DATA below:

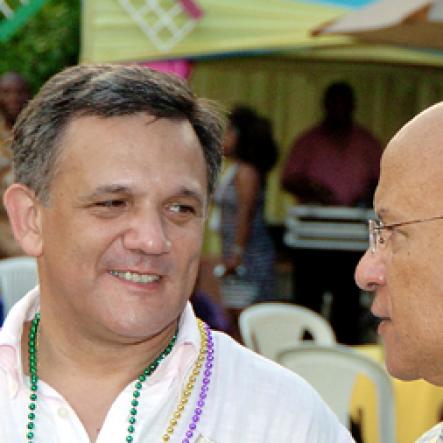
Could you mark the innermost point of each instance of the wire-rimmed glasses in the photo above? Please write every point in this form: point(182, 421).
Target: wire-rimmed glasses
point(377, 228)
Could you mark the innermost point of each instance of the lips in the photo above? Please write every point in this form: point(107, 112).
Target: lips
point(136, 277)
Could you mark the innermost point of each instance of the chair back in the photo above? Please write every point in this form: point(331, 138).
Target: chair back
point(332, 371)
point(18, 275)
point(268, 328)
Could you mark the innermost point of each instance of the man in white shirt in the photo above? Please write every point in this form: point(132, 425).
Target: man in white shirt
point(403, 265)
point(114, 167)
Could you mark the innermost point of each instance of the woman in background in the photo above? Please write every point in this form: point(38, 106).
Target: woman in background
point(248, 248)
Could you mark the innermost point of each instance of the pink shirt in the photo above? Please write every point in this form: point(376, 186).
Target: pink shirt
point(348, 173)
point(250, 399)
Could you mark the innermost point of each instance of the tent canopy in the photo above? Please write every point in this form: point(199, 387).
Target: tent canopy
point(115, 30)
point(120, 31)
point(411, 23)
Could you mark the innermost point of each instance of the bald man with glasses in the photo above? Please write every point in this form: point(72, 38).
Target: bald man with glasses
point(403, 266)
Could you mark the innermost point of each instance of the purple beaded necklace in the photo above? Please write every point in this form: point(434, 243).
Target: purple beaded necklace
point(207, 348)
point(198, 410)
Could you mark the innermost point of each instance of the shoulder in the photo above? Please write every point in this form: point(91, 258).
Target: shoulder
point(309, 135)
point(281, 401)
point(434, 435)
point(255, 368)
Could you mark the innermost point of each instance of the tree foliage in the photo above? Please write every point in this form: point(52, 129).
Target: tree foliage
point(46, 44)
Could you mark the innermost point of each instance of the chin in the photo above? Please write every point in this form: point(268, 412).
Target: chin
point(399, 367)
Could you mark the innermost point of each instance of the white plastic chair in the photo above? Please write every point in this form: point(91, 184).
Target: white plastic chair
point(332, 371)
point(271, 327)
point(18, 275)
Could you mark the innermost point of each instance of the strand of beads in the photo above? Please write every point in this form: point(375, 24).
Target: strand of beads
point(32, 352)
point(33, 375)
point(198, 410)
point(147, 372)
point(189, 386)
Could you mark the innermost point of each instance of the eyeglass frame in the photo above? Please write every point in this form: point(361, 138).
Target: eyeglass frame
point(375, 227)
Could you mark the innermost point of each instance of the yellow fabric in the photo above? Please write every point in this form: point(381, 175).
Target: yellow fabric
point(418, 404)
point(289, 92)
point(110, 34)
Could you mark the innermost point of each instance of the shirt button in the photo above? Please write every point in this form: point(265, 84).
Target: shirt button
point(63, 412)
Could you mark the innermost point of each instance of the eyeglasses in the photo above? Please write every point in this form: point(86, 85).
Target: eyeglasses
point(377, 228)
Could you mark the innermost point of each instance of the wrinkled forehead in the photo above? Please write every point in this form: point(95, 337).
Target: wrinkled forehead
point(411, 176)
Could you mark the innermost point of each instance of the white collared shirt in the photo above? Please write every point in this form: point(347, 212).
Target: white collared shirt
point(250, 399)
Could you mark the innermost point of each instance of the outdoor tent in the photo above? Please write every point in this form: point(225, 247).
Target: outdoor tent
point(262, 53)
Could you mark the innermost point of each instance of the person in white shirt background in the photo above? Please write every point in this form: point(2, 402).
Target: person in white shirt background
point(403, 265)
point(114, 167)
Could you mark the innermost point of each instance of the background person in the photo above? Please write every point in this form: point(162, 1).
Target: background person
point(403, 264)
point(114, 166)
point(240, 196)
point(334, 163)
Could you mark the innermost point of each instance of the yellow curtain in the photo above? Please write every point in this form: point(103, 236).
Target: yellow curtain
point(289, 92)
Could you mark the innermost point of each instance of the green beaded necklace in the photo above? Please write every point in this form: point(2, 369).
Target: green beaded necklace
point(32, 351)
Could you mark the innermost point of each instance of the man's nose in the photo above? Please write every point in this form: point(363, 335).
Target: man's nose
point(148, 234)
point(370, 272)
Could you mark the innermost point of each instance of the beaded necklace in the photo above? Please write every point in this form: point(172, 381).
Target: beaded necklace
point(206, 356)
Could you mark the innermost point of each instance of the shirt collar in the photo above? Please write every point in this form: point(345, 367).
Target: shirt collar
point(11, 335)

End of DATA.

From the first line above through the line containing "form: point(107, 112).", copy everything exactly, without the pictures.

### RESPONSE
Could you mark the innermost point of each instance of the wire-rimmed glasses in the photo above? Please write every point in this form: point(182, 421).
Target: wire-rimmed glasses
point(377, 228)
Could you mark the innermost point of each instance of the lips in the photo above? Please write every point in this form: point(107, 112).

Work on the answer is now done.